══ Belge ══

Güncelleme Tarihi:
ÖZEL Kuvvetler ile Kayseri 1’inci Komando Tugayı’na bağlı askerler önceki gece saat 22.15’ten itibaren Atme bölgesinden Suriye’ye girmeye başladı. Genelkurmay Başkanlığı’nın verdiği görüntülere göre asker ‘Kirpi’ ve diğer zırhlı muharebe araçlarıyla bölgeye girdi. TSK, 14 ayrı yerde gözlem noktaları kuracağı için iş makineleri de Suriye’ye sokuldu.
ASKER SAYISI ARTABİLİR
M-60 ve Leopard tankları da dün sabah erken saatlerde Suriye’ye geçti. Sınır hattında mevzili çok namlulu roketatarlar (ÇNRA) ve Fırtına obüsleri hazır bekledi. ÇNRA’lar bir ara Oğulpınar Hudut Karakolu’ndan Suriye tarafına ateş açtı. Gaziantep’ten havalanan Silahlı İnsansız Hava Araçları (SİHA) Türk askerinin girişini aralıksız kontrol etti. SİHA’lar Reyhanlı, Atme ve Bereket Dağı güzergâhında yoğun uçuş yaptı.
İlk etapta 100’den fazla asker Suriye’ye giriş yaparken, dün de sevkiyatın devam etmesiyle bu sayı arttı. Giren araç sayısı da 60’ı aştı. Sevkıyatın önümüzdeki günlerde de devam etmesi bekleniyor. Astana’da her üç garantör ülkeden 500’er asker gönderilmesi planlanmış olsa da bu sayının artabileceği belirtiliyor.
TANKLAR BEREKET DAĞI’NI KUŞATTI
İdlib-Afrin sınır hattında yer alan ve terör örgütü PYD’nin elinde bulunan Afrin’in de gözlenebildiği Bereket Dağı mevkisine gözlem noktası kurulması için istihkam birlikleri çalışmalara başladı. Bölgeye giden tanklar da Türkiye sınırına yaklaşık 30 kilometre uzaklıktaki dağı kuşatarak istihkam birliğini koruma çemberine aldı. Akşam saatlerinde İdlib bölgesinde ilerleyişini sürdüren ÖSO güçlerine destek amacıyla sınır hattında konuşlu 40 kilometre menzile sahip Fırtına obüsleri iki atış yaptı. Güvenlik uzmanı Abdullah Ağar, Türk askerinin Bereket Dağı’na konuşlanarak PYD’nin elindeki ‘Afrin’i izole etmeye’ öncelik vereceğini değerlendiriyor. Heyet Tahrir el-Şam’ın (HTŞ) denetiminde olan Bereket Dağı’nın çatışma çıkmadan TSK unsurlarına bırakılmasını önemli bir gelişme olarak gören Ağar, Atme ve Akrabat bölgelerinde de gözlem noktası kurulabileceğini belirtti.

═══
══ Veriler ══

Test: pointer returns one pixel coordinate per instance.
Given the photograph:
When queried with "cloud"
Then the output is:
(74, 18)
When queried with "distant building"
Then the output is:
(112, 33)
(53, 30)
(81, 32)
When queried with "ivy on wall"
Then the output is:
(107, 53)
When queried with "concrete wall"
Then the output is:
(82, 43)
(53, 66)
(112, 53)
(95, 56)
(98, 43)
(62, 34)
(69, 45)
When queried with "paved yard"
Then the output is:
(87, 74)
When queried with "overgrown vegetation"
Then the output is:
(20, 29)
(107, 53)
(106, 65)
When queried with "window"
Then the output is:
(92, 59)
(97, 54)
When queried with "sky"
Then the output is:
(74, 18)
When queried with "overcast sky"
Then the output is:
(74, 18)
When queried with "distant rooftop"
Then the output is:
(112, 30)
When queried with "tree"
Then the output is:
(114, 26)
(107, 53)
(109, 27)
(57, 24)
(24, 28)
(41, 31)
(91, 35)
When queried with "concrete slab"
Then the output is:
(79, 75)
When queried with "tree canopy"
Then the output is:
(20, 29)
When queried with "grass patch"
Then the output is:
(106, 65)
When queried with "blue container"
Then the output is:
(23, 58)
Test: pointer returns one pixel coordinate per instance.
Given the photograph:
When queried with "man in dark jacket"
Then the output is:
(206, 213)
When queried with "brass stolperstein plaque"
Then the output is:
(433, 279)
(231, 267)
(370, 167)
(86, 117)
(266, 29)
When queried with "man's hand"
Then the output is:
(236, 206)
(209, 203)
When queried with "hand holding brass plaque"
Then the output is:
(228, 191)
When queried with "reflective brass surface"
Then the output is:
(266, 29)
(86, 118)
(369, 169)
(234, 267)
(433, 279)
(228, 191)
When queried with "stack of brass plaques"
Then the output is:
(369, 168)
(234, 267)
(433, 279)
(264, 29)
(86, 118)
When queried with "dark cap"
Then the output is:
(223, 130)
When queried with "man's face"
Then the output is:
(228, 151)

═══

* [Verilen Problem A]:
Suriye'ye asker sevkiyatı haberine göre aşağıdaki soruları yanıtlayınız.
(i) Askerler Suriye'ye hangi saatten itibaren ve hangi bölgeden girmeye başladı?
(ii) Türk askerinin girişini kontrol eden SİHA'lar hangi ilden havalandı?
(iii) Bereket Dağı Türkiye sınırına yaklaşık kaç kilometre uzaklıktadır?
* [Verilen Problem B]:
Suriye'ye asker sevkiyatı haberini son cümleden sonra sürdürünüz.

* [Yanıt A]:
(i) Saat 22.15'ten itibaren Atme bölgesinden.
(ii) Gaziantep'ten.
(iii) Yaklaşık 30 kilometre.

* [Yanıt B]:
İKİ YILDA ÜÇÜNCÜ KEZ
TÜRK askeri önceki gün başlayan İdlib operasyonuyla, iki yıl içinde üçüncü kez Suriye topraklarına giriş yaptı. Türk askerinin ‘Şah Fırat’ olarak adlandırılan ilk operasyonu, 22 Şubat 2015’te Süleyman Şah Türbesi’nde bulunan 38 personelin Türkiye’ye getirilmesi, türbedeki Süleyman Şah ve iki muhafızının naaşı ile diğer eşyanın Suriye’nin Eşme köyüne taşınmasıyla sonuçlandı. 24 Ağustos 2016’da TSK unsurları Azez-Cerablus hattı ve daha sonra El Bab’ı DEAŞ’tan temizlemek için ‘Fırat Kalkanı Harekâtı’nı başlattı. Fırat Kalkanı 29 Mart 2017’de sona erdi. TSK, bu kez de çatışmasızlık bölgelerini korumak için oluşturulacak gözlem noktalarında görev yapmak için İdlib bölgesine girdi. Astana uzlaşmasına göre TSK unsurları ilk etapta 6 ay boyunca İdlib’de kalacak. Gerekli görüldüğünde bu süre uzatılacak. Genelkurmay, İdlib Operasyonu’nu dünden itibaren ‘haftalık basın bilgi notları’na da ekledi.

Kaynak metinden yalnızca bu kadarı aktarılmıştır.